_WRITTEN PROBLEM_:
Swap every "instance" in the listing below for "object" and write the listing out again with nothing else changed. Leave the pictures out.
--
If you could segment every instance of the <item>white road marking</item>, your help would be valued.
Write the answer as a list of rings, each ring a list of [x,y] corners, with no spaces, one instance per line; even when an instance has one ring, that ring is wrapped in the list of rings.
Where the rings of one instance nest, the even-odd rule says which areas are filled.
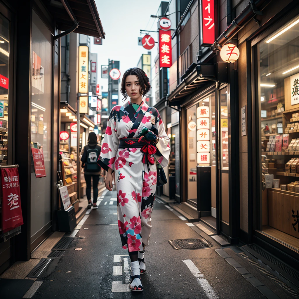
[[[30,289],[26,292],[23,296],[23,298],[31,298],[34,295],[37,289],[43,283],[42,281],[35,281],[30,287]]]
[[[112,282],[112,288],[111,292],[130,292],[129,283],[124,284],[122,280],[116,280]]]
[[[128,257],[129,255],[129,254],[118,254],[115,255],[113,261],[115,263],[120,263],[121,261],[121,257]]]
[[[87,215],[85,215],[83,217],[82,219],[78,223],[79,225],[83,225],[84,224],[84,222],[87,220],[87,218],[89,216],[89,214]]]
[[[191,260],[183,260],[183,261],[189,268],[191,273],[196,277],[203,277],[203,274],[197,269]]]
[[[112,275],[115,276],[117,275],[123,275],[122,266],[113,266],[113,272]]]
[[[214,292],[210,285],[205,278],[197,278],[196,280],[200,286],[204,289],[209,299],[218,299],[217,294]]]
--
_RESPONSE_:
If you could segment every object of the <item>white road marking</item>, your help would be valued.
Write the answer as a list of rings, each ring a list of [x,y] corners, with no spaces, one object per line; even when an object has one ring, that ring is wrapped in the list of rings.
Where the rings of one object nest, the even-odd rule says which areas are filled.
[[[30,289],[26,292],[23,296],[23,298],[31,298],[34,295],[37,289],[43,283],[42,281],[35,281],[30,287]]]
[[[112,282],[112,288],[111,292],[130,292],[129,283],[124,284],[122,280],[116,280]]]
[[[128,257],[129,255],[129,254],[118,254],[115,255],[113,261],[115,263],[120,263],[121,261],[121,257]]]
[[[87,215],[85,215],[83,217],[82,219],[78,223],[79,225],[83,225],[84,224],[84,222],[87,220],[87,218],[89,216],[89,214]]]
[[[191,260],[183,260],[183,261],[189,268],[191,273],[196,277],[203,277],[203,274],[197,269]]]
[[[112,275],[115,276],[117,275],[123,275],[122,266],[113,266],[113,272]]]
[[[214,292],[210,285],[205,278],[197,278],[196,280],[200,286],[204,289],[209,299],[218,299],[217,294]]]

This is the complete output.